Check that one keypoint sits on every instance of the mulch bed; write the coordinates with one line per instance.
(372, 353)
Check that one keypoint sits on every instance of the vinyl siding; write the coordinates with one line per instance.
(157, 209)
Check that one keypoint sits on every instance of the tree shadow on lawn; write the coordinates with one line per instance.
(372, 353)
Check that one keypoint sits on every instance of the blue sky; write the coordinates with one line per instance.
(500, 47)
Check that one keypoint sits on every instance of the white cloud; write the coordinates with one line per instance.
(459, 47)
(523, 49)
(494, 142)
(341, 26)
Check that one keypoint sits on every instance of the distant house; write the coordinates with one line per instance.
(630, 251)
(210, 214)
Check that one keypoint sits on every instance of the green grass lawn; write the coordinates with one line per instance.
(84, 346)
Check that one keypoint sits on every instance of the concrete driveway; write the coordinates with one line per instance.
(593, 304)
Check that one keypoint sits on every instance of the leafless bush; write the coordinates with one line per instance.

Stated exercise —
Output the lines from the line containing "Check that one keypoint sits on every instance of the vinyl" to the end, both included; add nothing.

Task result —
Check that one keypoint sits on every instance of the vinyl siding; write the coordinates with one line per instance.
(157, 209)
Check that one keypoint sits on every instance of the tree shadow on lawn; write the coordinates with one line per instance.
(372, 353)
Check that one keypoint sits on every instance of the blue sky; write the coordinates with one line per instance.
(500, 47)
Check that one keypoint sits on every instance of the white cloud; write the coordinates with one line per instance.
(459, 47)
(523, 49)
(494, 142)
(341, 26)
Check that one keypoint sits on every instance of the distant house; write the coordinates with one line per instance.
(630, 251)
(210, 214)
Check that one keypoint sits on every instance of the green grass lawn; write the coordinates with one line per instance.
(84, 346)
Check that one keypoint sits on every instance of the concrete driveway; write the coordinates with one line per instance.
(593, 304)
Check that one keypoint sits on every instance of the leafless bush; write the coordinates with one line per instance.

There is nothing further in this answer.